(Pointing dataset excerpts)
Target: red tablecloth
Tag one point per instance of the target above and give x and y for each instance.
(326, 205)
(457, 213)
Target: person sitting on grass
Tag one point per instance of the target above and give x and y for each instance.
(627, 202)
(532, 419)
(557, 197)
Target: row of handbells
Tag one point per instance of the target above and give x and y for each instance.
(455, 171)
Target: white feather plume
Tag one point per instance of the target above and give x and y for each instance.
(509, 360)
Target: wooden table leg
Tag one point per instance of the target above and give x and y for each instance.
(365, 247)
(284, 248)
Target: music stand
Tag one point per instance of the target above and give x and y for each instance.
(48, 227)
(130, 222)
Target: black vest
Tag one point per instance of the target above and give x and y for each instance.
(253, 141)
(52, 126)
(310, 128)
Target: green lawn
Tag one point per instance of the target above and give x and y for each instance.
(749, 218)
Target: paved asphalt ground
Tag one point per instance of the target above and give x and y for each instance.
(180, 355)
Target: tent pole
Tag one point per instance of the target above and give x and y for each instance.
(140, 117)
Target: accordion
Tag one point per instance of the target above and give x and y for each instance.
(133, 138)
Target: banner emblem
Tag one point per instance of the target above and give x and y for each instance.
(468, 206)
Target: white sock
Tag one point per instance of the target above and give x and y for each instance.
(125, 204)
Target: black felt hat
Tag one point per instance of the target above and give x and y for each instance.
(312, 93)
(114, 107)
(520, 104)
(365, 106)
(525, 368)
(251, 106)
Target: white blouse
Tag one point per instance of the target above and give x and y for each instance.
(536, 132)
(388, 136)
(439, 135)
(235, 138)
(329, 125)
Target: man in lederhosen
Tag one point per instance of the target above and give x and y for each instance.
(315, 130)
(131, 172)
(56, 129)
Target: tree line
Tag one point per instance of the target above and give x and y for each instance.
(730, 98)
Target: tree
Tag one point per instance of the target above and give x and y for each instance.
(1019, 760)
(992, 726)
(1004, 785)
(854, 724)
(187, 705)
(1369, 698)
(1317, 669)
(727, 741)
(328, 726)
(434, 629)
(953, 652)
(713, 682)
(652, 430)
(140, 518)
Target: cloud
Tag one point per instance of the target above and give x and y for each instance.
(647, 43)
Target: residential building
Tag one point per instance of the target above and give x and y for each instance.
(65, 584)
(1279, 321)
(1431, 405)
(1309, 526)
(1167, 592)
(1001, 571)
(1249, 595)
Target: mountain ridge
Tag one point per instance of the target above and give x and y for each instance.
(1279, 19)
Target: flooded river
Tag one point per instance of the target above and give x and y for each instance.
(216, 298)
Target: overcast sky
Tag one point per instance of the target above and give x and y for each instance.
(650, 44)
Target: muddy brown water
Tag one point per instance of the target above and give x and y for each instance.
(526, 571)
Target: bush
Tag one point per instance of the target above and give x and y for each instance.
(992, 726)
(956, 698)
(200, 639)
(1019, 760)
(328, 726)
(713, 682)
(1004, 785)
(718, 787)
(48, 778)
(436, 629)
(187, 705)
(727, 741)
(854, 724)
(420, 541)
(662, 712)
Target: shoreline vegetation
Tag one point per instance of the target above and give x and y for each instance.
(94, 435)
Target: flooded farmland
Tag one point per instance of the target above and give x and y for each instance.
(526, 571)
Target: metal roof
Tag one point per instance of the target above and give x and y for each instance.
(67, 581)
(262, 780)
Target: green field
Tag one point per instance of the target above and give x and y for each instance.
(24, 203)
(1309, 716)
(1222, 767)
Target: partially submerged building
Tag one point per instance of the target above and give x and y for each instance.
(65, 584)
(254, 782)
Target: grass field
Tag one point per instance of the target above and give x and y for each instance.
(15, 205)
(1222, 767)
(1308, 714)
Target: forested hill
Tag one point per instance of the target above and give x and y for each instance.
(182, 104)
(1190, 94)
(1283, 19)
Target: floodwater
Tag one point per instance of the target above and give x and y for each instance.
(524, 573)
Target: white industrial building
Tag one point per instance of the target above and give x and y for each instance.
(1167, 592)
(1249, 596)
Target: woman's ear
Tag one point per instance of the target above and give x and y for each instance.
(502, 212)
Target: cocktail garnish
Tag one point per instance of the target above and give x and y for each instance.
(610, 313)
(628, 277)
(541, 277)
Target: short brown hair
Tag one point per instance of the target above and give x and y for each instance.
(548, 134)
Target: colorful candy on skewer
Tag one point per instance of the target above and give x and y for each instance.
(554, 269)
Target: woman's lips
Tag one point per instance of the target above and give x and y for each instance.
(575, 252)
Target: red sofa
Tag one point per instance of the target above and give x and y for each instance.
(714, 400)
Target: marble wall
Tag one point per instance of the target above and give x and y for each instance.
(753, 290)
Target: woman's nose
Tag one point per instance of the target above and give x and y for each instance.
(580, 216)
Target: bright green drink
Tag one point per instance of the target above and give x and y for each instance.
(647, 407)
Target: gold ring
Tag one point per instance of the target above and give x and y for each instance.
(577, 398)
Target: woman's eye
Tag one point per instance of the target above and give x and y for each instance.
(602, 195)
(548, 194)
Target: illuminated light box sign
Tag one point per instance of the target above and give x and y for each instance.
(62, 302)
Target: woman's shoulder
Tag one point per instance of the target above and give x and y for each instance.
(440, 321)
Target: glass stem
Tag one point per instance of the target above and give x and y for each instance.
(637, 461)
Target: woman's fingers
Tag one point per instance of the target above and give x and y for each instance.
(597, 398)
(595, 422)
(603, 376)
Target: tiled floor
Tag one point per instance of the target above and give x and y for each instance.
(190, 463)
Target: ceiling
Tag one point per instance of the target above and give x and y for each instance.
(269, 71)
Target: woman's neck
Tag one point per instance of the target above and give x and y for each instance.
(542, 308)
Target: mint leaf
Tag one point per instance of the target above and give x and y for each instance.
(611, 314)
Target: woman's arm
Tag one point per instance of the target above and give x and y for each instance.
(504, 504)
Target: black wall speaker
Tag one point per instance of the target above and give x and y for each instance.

WORK TO DO:
Rewrite the lines from the one containing "Target: black wall speaker" through the end of the material, both included, with "Tag" changed to "Mark" and nothing else altered.

TASK RESULT:
Target: black wall speaker
Mark one point per instance of the target above and give x and y for each instance.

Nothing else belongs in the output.